**Problem to work on:** List every unique element of the Standard that the relay standards text says the webinar covered.

**Document:**
UL 508, Standard for Industrial Control Equipment, has evolved its U.S. based requirements for electromechanical relays to a harmonized international Standard, IEC/UL 61810-1, Standard for Electromechanical Elementary Relays.

Man standing over industrial controls panel
November 11, 2019

In today’s global economy, reducing time and cost to market is critical. With the rising demand for electromechanical relays (EMRs), understanding applicable standards, as well as necessary testing and certification requirements, can help streamline global market entry.

UL 508, Standard for Industrial Control Equipment, has evolved its U.S. based requirements for electromechanical relays to a harmonized international Standard, IEC/UL 61810-1, Standard for Electromechanical Elementary Relays. To help you better understand the transition and prepare you for successful market entry, here are the top 10 questions and answers from the webinar, 'UL 508 to IEC/UL 61810-1 Transition for Electromechanical Relays'.

  1. What is the primary difference between this Standard and IEC 60947-1 and -4-1, -4-2?

    IEC 61810-1 was developed to recognize the unique construction features and operating characteristics of relays. The webinar covered some of the unique elements of the Standard such as categories of environmental protection, special test procedures for making and breaking, markings and relay sockets. There are similarities between IEC 61810-1 and IEC 60947-1, -2, -4-1 and -4-2. These include requirements for materials and creepage and clearance.

**Material:**

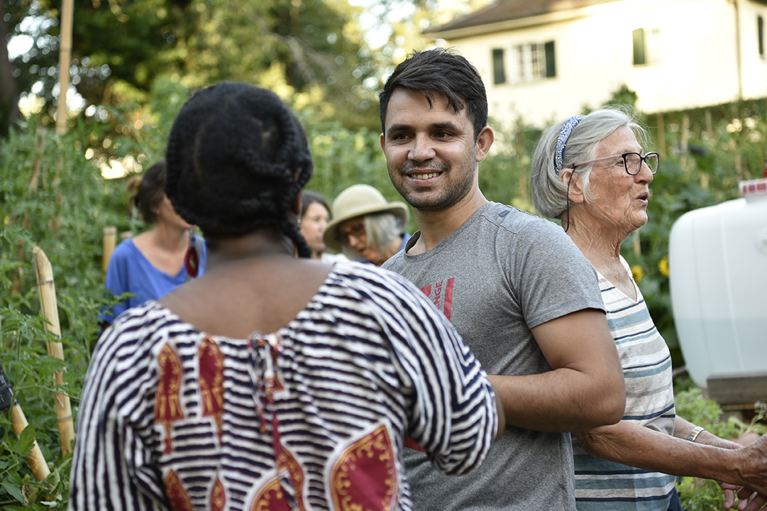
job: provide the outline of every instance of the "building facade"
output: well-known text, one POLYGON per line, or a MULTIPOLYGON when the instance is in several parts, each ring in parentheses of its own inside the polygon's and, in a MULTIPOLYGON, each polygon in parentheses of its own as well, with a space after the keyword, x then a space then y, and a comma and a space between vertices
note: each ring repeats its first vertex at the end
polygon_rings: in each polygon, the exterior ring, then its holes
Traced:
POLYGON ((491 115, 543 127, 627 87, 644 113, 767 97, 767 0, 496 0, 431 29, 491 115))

---

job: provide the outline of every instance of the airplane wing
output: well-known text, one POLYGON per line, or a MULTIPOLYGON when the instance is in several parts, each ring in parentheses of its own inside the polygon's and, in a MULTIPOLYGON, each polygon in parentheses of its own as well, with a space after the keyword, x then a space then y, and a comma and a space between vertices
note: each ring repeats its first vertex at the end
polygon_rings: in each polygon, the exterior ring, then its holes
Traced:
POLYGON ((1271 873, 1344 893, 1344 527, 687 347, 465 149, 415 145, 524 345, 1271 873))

==

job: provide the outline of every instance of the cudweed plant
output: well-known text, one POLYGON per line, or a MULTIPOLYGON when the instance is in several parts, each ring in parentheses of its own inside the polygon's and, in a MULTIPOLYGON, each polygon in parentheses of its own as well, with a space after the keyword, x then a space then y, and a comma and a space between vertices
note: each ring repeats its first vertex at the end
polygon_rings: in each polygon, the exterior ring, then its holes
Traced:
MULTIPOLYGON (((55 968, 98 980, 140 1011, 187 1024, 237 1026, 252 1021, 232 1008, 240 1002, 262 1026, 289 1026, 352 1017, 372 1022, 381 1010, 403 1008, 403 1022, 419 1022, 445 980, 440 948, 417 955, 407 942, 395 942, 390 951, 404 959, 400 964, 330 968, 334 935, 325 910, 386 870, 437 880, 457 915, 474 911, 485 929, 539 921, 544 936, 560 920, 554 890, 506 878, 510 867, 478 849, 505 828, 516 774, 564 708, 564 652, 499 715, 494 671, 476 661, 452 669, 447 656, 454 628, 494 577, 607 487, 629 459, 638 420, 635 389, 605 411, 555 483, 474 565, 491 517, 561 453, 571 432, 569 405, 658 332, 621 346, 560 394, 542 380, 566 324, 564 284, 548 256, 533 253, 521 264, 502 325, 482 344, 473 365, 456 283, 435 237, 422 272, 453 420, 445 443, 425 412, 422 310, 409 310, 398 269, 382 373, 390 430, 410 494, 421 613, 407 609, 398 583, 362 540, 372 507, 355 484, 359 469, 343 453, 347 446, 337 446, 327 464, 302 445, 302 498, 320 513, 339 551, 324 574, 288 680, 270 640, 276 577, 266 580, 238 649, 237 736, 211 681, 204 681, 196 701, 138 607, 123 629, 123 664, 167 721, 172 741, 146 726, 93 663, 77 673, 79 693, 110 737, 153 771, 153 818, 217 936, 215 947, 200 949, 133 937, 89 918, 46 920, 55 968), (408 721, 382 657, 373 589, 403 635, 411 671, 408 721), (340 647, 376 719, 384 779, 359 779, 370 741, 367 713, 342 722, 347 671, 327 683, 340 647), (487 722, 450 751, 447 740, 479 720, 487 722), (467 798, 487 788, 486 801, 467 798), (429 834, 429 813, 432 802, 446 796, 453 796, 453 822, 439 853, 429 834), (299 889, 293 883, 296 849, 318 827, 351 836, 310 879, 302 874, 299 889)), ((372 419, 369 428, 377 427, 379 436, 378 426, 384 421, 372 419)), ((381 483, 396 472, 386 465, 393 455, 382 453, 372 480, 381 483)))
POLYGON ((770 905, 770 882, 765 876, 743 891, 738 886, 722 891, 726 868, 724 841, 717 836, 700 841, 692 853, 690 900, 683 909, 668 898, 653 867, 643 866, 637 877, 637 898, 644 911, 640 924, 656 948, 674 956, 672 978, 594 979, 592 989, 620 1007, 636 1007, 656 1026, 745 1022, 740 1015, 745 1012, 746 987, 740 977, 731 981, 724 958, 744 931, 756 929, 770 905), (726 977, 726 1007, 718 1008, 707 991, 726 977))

**Result of this task:**
- Categories of environmental protection
- Special test procedures for making and breaking
- Markings
- Relay sockets